### Data under study

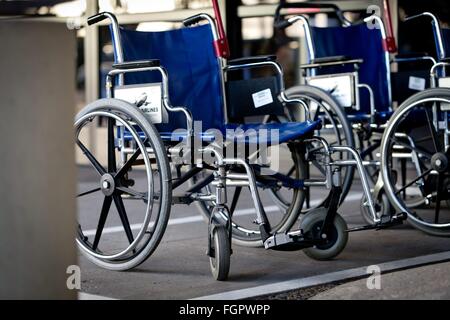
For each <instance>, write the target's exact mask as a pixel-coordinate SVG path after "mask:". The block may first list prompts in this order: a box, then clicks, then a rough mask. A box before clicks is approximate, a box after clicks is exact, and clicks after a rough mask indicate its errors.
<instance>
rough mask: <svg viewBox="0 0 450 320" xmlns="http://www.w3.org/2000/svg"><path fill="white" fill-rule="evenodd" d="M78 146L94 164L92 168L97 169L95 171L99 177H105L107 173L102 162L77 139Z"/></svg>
mask: <svg viewBox="0 0 450 320" xmlns="http://www.w3.org/2000/svg"><path fill="white" fill-rule="evenodd" d="M77 145H78V147H79V148H80V149H81V151H83V154H84V155H85V156H86V157H87V158H88V159H89V162H90V163H91V164H92V166H93V167H94V168H95V170H96V171H97V172H98V174H99V175H101V176H102V175H104V174H105V173H106V171H105V169H104V168H103V166H102V165H101V164H100V162H98V161H97V159H96V158H95V157H94V156H93V155H92V153H91V152H90V151H89V150H88V148H86V146H85V145H84V144H83V143H82V142H81V141H80V140H79V139H77Z"/></svg>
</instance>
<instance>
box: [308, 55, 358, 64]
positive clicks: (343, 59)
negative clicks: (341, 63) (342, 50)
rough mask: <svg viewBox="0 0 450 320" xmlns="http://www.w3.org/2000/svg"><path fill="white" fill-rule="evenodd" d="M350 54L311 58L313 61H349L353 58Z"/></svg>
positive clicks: (326, 62)
mask: <svg viewBox="0 0 450 320" xmlns="http://www.w3.org/2000/svg"><path fill="white" fill-rule="evenodd" d="M351 59H352V58H350V57H349V56H331V57H323V58H316V59H313V60H311V63H328V62H342V61H348V60H351Z"/></svg>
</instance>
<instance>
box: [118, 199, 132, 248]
mask: <svg viewBox="0 0 450 320" xmlns="http://www.w3.org/2000/svg"><path fill="white" fill-rule="evenodd" d="M113 198H114V203H115V204H116V208H117V211H118V212H119V217H120V220H121V221H122V225H123V228H124V229H125V233H126V235H127V238H128V241H129V242H130V243H132V242H133V241H134V237H133V232H132V231H131V227H130V222H129V221H128V216H127V212H126V211H125V206H124V205H123V201H122V197H121V196H120V195H116V194H115V195H113Z"/></svg>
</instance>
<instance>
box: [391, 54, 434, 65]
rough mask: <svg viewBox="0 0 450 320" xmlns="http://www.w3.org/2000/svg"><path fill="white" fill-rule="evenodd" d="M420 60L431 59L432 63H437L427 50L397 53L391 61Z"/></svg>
mask: <svg viewBox="0 0 450 320" xmlns="http://www.w3.org/2000/svg"><path fill="white" fill-rule="evenodd" d="M418 61H431V63H432V64H436V60H435V59H434V58H433V57H432V56H430V55H429V54H428V53H426V52H419V53H406V54H397V55H396V56H395V57H394V58H393V59H392V60H391V63H395V62H396V63H401V62H418Z"/></svg>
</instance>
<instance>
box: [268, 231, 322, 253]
mask: <svg viewBox="0 0 450 320" xmlns="http://www.w3.org/2000/svg"><path fill="white" fill-rule="evenodd" d="M314 244H315V243H314V242H313V241H311V240H307V239H305V238H304V237H303V234H302V233H301V232H300V231H297V232H291V233H276V234H274V235H272V236H270V237H269V238H267V239H266V241H264V248H266V249H271V250H277V251H297V250H302V249H305V248H308V247H312V246H313V245H314Z"/></svg>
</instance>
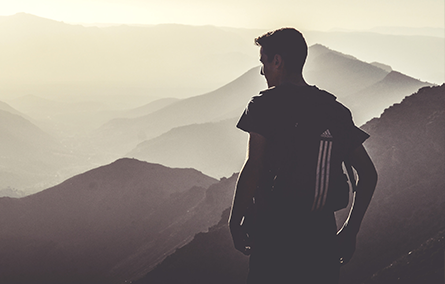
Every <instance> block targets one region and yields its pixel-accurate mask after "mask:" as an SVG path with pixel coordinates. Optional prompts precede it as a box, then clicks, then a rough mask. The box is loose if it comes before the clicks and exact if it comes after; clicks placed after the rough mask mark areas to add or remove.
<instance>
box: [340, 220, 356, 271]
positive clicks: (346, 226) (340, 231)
mask: <svg viewBox="0 0 445 284" xmlns="http://www.w3.org/2000/svg"><path fill="white" fill-rule="evenodd" d="M356 238H357V234H356V232H353V231H352V230H351V229H350V228H348V226H347V224H345V225H344V226H343V227H342V228H341V229H340V230H339V231H338V232H337V244H338V247H339V251H340V255H339V261H340V265H345V264H347V263H348V262H349V261H350V260H351V258H352V256H353V255H354V252H355V245H356Z"/></svg>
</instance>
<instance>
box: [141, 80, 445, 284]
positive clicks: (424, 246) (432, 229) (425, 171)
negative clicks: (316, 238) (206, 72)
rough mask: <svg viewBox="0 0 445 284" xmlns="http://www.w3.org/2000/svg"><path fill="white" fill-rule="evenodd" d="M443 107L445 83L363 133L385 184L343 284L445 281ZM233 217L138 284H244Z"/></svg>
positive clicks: (210, 232) (407, 102) (411, 96)
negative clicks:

######

## Assignment
Could you copy out all of the material above word for word, leaving out the pictures?

## Response to this task
For each <instance>, write the target's exact mask as a pixel-coordinate SVG path after "mask:". The block may first list prompts in this order: a box, then clicks, then a rough mask. A box before clicks is approximate, a box after clicks is exact, and clicks after a rough mask indicate its errors.
<instance>
rough mask: <svg viewBox="0 0 450 320" xmlns="http://www.w3.org/2000/svg"><path fill="white" fill-rule="evenodd" d="M78 146L94 164L92 168L97 169L95 171L99 177H105L107 173L102 162L77 139Z"/></svg>
mask: <svg viewBox="0 0 450 320" xmlns="http://www.w3.org/2000/svg"><path fill="white" fill-rule="evenodd" d="M77 145H78V147H79V148H80V149H81V151H83V154H84V155H85V156H86V157H87V158H88V159H89V162H90V163H91V164H92V166H93V167H94V168H95V170H96V171H97V172H98V174H99V175H101V176H102V175H104V174H105V173H106V171H105V169H104V168H103V166H102V165H101V164H100V162H98V161H97V159H96V158H95V157H94V156H93V155H92V153H91V152H90V151H89V150H88V148H86V146H85V145H84V144H83V143H82V142H81V141H80V140H79V139H77Z"/></svg>
</instance>
<instance>
box: [308, 55, 358, 64]
positive clicks: (343, 59)
negative clicks: (341, 63) (342, 50)
rough mask: <svg viewBox="0 0 450 320" xmlns="http://www.w3.org/2000/svg"><path fill="white" fill-rule="evenodd" d="M350 54L311 58L313 61H349L353 58Z"/></svg>
positive clicks: (326, 62)
mask: <svg viewBox="0 0 450 320" xmlns="http://www.w3.org/2000/svg"><path fill="white" fill-rule="evenodd" d="M351 59H352V58H350V57H349V56H331V57H323V58H316V59H313V60H311V63H328V62H342V61H348V60H351Z"/></svg>
</instance>
<instance>
box: [118, 199, 132, 248]
mask: <svg viewBox="0 0 450 320" xmlns="http://www.w3.org/2000/svg"><path fill="white" fill-rule="evenodd" d="M113 198H114V203H115V204H116V208H117V211H118V212H119V217H120V220H121V221H122V225H123V228H124V229H125V233H126V235H127V238H128V241H129V242H130V243H132V242H133V241H134V237H133V232H132V231H131V227H130V222H129V221H128V216H127V212H126V211H125V206H124V205H123V201H122V197H121V196H120V195H116V194H115V195H113Z"/></svg>
</instance>
<instance>
box: [391, 54, 434, 65]
rough mask: <svg viewBox="0 0 450 320" xmlns="http://www.w3.org/2000/svg"><path fill="white" fill-rule="evenodd" d="M420 60L431 59L432 63H437L427 50L397 53L391 61Z"/></svg>
mask: <svg viewBox="0 0 450 320" xmlns="http://www.w3.org/2000/svg"><path fill="white" fill-rule="evenodd" d="M418 61H431V63H432V64H436V60H435V59H434V58H433V57H432V56H430V55H429V54H428V53H426V52H419V53H406V54H397V55H396V56H395V57H394V58H393V59H392V60H391V63H395V62H396V63H401V62H418Z"/></svg>
</instance>
<instance>
box: [268, 231, 322, 253]
mask: <svg viewBox="0 0 450 320" xmlns="http://www.w3.org/2000/svg"><path fill="white" fill-rule="evenodd" d="M314 244H315V243H314V242H313V241H311V240H307V239H305V238H304V237H303V234H302V233H301V232H300V231H297V232H291V233H276V234H274V235H272V236H270V237H269V238H267V239H266V241H264V248H266V249H271V250H277V251H297V250H302V249H305V248H308V247H312V246H313V245H314Z"/></svg>
</instance>
Every <instance> block targets one region and yields its pixel-accurate mask after "mask:" as an SVG path with pixel coordinates. Optional prompts precede it as a box, then clicks, then a rough mask. The box is loose if it comes before the clicks and exact if it comes after; clicks placed after the rough mask mark areas to add or remove.
<instance>
box: [340, 220, 356, 271]
positive clicks: (346, 226) (340, 231)
mask: <svg viewBox="0 0 445 284" xmlns="http://www.w3.org/2000/svg"><path fill="white" fill-rule="evenodd" d="M356 238H357V234H356V232H353V231H352V230H351V229H350V228H348V226H347V224H345V225H344V226H343V227H342V228H341V229H340V230H339V231H338V232H337V244H338V247H339V251H340V255H339V261H340V265H345V264H347V263H348V262H349V261H350V260H351V258H352V256H353V255H354V252H355V245H356Z"/></svg>
</instance>
<instance>
box: [141, 80, 445, 284]
positive clicks: (424, 246) (432, 229) (425, 171)
negative clicks: (316, 238) (206, 72)
rough mask: <svg viewBox="0 0 445 284" xmlns="http://www.w3.org/2000/svg"><path fill="white" fill-rule="evenodd" d="M443 107L445 83L363 133L385 184L343 284L445 281ZM233 217L138 284H244Z"/></svg>
positive clicks: (210, 232) (407, 102) (411, 96)
negative clicks:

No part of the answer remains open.